## TASKS TO PERFORM
**1)** According to the piece on SAT scores, what was the 2014 average SAT math score?
**2)** In the piece on SAT scores, rewrite everything from "While the average" down to "1445 and 1497.", renaming "writing" to "essay" wherever it appears.

**** SELECTED EXCERPT

Among my least favorite things that come with the fall season are pumpkin spice everything, the college ranking freak out, and the data misinterpretation that stems from the release of the yearly state SAT scores. Each year after the College Board releases data on the average scores you get a new round of newspaper articles and 6 o’clock news reports on whether that state’s (or district’s) scores have fallen or risen. But what is consistently left out in the rush to report is any attempt at providing relevance and meaning to the numbers. Let’s check out some of this year’s journalistic gems:
2014 SAT Scores ‘Flat And Stagnant’ Ahead Of Major Test Redesign – Huffington Post
SAT scores for the class of 2014 averaged a 497 in reading, 513 in math and 487 in writing — about the same as the last few years, according to a report released Tuesday by the College Board, the administrator of the notorious college entrance exam.
While the average reading score, 497, went up by a point from last year, math dipped by a point to 513 and writing is the lowest ever at 487. The class of 2006 was the first to take the writing section and scored an all-time high of 497.
Bulloch County posts higher SAT scores – Statesboro Herald
Bulloch County’s 2014 graduates overall scored higher in all three components of the test, critical reading, math and writing, compared to scores posted by members of the Class of 2013. The school district’s mean scores in these areas resulted in a total score average of 1419, a 2-point increase over 2013 scores, but still significantly below the state and national averages of 1445 and 1497.

********
**** PROVIDED INFORMATION

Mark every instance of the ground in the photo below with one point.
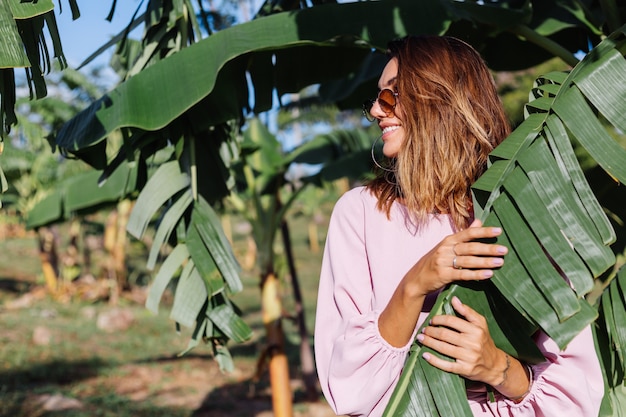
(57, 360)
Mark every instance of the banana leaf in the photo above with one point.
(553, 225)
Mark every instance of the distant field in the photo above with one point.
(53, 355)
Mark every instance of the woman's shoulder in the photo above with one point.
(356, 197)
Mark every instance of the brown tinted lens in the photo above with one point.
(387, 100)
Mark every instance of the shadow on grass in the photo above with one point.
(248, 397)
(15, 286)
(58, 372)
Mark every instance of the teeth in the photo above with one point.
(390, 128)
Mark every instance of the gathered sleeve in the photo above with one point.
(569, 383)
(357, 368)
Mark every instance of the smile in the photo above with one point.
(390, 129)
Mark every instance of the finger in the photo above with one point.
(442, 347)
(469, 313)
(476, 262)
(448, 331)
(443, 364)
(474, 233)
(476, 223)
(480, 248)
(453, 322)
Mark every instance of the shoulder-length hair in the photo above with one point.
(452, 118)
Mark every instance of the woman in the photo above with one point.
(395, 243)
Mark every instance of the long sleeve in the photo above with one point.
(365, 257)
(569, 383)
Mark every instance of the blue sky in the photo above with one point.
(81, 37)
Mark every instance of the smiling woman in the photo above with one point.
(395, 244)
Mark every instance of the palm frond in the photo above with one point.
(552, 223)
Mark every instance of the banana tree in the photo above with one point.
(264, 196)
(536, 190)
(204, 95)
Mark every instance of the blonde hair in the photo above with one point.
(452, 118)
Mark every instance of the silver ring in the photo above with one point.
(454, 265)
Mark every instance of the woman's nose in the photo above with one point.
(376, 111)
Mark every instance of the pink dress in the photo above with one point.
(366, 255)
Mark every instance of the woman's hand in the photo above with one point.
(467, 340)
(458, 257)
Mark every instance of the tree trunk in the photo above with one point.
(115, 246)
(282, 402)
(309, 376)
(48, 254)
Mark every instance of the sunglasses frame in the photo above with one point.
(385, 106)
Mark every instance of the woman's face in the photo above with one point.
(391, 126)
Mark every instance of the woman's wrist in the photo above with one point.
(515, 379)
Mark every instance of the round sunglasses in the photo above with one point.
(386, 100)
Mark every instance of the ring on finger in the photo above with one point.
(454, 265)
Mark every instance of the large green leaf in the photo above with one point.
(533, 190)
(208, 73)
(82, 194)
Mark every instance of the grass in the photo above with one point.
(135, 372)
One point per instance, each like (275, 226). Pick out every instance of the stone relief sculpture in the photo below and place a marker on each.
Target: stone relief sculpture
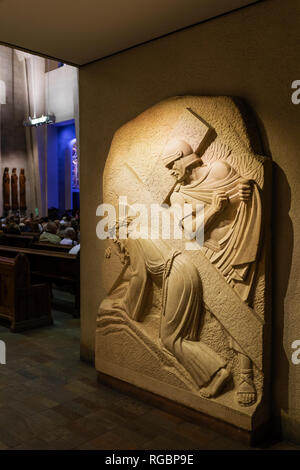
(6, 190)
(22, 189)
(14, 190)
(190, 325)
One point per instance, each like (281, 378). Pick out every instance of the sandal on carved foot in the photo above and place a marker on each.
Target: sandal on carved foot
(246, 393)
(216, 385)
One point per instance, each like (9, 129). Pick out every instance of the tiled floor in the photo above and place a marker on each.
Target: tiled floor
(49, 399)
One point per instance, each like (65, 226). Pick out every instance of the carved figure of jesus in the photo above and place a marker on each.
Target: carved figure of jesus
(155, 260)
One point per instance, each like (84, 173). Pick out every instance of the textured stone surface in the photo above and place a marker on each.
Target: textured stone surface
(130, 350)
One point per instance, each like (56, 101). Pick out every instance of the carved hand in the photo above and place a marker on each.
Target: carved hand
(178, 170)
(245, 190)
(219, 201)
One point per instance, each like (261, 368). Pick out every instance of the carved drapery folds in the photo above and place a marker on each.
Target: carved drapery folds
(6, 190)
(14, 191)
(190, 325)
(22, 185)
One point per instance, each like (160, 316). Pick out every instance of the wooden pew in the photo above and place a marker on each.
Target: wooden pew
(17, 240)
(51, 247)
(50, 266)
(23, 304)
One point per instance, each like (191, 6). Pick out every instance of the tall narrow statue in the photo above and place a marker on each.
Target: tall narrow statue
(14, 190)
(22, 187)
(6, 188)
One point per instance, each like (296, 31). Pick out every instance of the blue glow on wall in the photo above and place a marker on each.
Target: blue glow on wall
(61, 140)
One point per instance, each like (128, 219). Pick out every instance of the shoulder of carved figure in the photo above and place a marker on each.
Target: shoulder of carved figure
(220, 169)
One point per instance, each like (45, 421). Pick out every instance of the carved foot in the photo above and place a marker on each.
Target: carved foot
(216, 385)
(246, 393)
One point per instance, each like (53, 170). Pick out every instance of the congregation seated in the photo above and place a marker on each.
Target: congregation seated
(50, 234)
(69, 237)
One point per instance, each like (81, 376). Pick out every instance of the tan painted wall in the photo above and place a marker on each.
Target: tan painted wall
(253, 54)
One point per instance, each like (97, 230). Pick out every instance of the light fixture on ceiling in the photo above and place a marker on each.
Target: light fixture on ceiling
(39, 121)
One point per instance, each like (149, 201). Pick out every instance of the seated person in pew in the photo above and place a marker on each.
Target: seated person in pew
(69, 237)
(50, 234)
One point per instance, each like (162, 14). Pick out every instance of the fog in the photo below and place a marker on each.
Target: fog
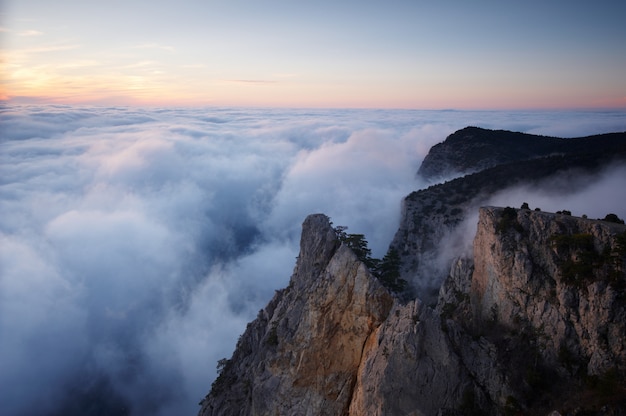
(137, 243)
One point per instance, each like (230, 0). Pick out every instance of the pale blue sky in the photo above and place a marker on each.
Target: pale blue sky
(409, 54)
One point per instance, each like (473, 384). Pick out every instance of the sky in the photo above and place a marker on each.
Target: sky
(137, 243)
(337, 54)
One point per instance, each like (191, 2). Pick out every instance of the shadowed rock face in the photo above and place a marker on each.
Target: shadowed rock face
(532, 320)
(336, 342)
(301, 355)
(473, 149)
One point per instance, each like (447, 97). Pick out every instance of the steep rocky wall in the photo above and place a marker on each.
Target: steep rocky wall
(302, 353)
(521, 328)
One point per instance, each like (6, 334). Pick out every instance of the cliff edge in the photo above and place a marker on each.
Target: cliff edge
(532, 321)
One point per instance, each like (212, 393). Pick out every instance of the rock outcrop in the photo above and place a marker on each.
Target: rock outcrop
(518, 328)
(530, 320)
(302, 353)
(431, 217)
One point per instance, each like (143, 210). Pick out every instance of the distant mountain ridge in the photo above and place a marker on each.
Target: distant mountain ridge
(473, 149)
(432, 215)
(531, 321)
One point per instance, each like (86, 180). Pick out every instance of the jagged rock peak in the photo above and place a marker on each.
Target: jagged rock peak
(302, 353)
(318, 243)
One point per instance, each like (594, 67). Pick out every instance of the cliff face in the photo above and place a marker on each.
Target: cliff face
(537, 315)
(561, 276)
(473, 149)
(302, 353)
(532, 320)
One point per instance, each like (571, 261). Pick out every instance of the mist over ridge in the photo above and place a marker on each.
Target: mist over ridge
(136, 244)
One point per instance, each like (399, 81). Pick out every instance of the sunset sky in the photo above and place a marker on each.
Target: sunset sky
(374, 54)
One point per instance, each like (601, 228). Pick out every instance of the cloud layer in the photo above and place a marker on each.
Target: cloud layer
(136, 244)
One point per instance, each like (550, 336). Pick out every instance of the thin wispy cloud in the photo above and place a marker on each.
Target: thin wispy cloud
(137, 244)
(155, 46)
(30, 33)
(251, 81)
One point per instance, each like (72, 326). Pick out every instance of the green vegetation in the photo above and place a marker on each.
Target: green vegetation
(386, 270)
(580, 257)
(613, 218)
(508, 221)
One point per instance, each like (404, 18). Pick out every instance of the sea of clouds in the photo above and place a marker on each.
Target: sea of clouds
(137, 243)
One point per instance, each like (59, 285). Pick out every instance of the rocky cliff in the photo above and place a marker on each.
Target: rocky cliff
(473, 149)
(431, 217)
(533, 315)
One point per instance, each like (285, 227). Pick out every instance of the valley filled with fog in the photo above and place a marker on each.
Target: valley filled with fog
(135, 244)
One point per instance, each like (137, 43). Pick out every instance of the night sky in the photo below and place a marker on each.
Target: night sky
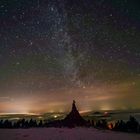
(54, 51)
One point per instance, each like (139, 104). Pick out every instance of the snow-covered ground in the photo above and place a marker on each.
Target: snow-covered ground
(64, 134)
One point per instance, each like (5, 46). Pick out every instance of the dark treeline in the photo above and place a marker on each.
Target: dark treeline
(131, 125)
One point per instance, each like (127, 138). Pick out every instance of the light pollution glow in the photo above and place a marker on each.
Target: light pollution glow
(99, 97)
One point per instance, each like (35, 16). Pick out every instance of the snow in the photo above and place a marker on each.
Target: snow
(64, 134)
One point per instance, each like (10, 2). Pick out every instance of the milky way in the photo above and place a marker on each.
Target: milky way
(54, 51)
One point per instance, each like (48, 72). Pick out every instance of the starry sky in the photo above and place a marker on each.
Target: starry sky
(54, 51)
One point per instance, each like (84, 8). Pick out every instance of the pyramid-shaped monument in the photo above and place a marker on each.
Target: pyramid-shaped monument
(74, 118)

********
**** PROVIDED INFORMATION

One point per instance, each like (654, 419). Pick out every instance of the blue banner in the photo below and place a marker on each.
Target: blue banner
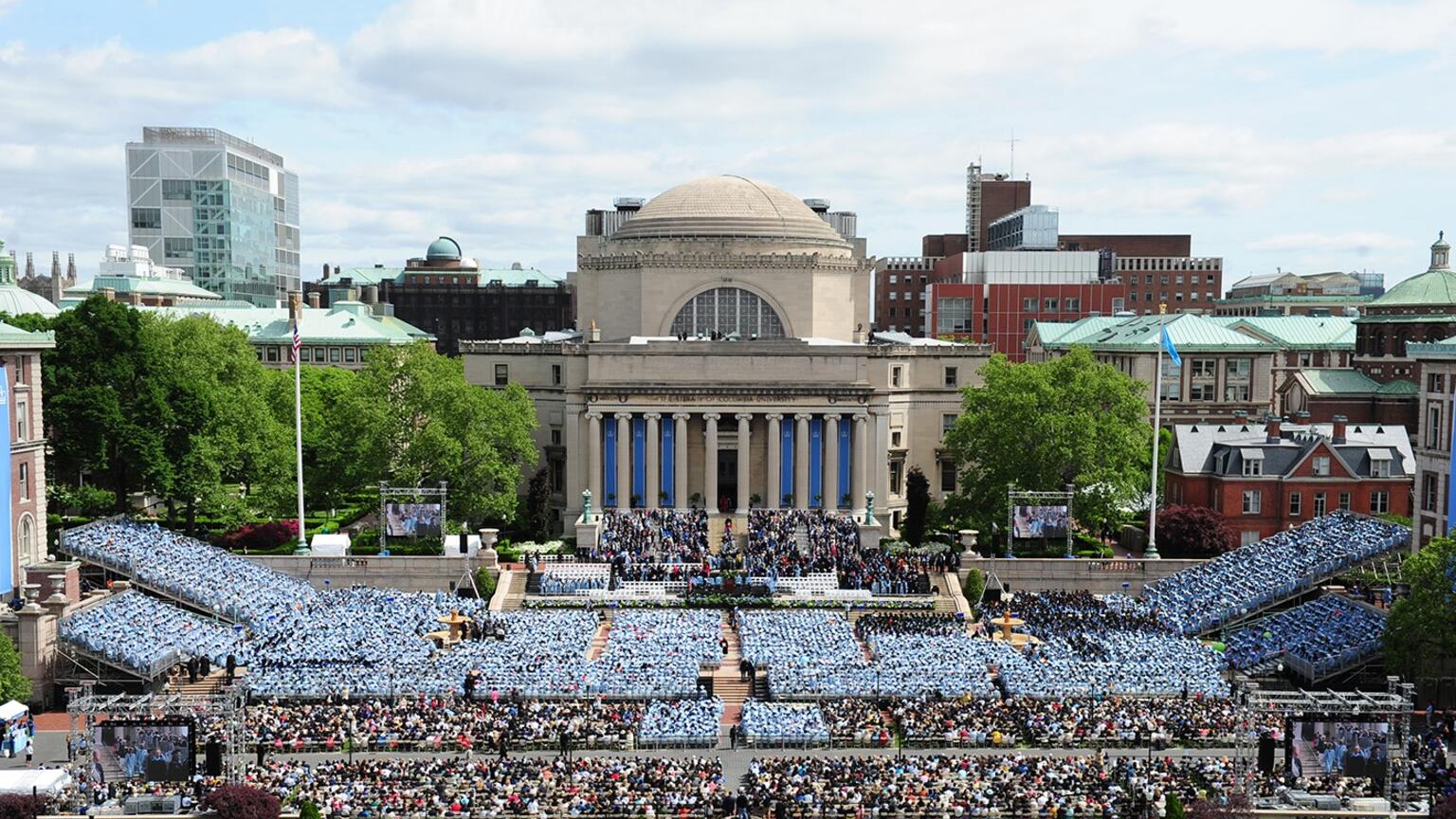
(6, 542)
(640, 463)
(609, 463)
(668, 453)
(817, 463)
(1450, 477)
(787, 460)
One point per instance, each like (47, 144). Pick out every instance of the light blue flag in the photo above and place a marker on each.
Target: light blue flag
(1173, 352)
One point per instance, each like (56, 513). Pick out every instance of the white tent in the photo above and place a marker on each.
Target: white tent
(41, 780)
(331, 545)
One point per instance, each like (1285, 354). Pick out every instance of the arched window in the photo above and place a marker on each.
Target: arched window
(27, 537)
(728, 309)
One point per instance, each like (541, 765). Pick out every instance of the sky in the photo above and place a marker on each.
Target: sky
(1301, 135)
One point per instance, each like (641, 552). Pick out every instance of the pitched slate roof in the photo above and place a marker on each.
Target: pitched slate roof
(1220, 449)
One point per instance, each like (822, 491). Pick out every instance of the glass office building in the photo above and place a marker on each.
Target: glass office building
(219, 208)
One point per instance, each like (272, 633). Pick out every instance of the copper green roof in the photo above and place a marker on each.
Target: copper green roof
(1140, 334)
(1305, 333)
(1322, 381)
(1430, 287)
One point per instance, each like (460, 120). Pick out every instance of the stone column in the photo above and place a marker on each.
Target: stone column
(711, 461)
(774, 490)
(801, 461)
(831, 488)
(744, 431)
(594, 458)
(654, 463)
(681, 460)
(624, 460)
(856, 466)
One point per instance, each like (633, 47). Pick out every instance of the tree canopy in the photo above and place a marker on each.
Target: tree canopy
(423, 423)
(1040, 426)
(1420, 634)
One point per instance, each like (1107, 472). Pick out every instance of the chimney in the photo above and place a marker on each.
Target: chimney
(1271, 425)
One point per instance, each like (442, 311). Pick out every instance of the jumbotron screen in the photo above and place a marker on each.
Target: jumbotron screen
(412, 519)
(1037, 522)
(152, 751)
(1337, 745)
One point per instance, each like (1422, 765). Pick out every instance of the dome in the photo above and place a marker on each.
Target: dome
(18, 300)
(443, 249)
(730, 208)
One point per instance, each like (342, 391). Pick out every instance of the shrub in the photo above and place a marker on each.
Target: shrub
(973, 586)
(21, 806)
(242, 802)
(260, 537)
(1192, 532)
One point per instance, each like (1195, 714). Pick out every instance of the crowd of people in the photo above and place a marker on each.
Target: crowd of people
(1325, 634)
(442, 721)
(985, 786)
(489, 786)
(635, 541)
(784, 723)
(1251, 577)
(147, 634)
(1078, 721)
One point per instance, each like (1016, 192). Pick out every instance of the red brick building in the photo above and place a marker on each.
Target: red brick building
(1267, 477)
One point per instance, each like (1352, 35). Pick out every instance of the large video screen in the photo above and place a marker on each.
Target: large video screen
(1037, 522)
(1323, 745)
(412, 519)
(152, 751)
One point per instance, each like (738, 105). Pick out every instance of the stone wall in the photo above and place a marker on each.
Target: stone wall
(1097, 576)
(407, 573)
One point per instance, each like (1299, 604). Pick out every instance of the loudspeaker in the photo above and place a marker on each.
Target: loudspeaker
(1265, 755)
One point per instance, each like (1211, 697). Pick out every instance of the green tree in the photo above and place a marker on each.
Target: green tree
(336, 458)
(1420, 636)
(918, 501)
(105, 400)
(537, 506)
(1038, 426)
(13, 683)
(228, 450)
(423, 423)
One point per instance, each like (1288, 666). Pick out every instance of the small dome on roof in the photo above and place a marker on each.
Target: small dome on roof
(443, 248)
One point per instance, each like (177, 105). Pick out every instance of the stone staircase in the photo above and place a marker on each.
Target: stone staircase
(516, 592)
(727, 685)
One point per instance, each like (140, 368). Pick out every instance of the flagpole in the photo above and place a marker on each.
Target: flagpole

********

## ANSWERS GIVEN
**1)** 513

**2)**
While the average reading score, 497, went up by a point from last year, math dipped by a point to 513 and essay is the lowest ever at 487. The class of 2006 was the first to take the essay section and scored an all-time high of 497.
Bulloch County posts higher SAT scores – Statesboro Herald
Bulloch County’s 2014 graduates overall scored higher in all three components of the test, critical reading, math and essay, compared to scores posted by members of the Class of 2013. The school district’s mean scores in these areas resulted in a total score average of 1419, a 2-point increase over 2013 scores, but still significantly below the state and national averages of 1445 and 1497.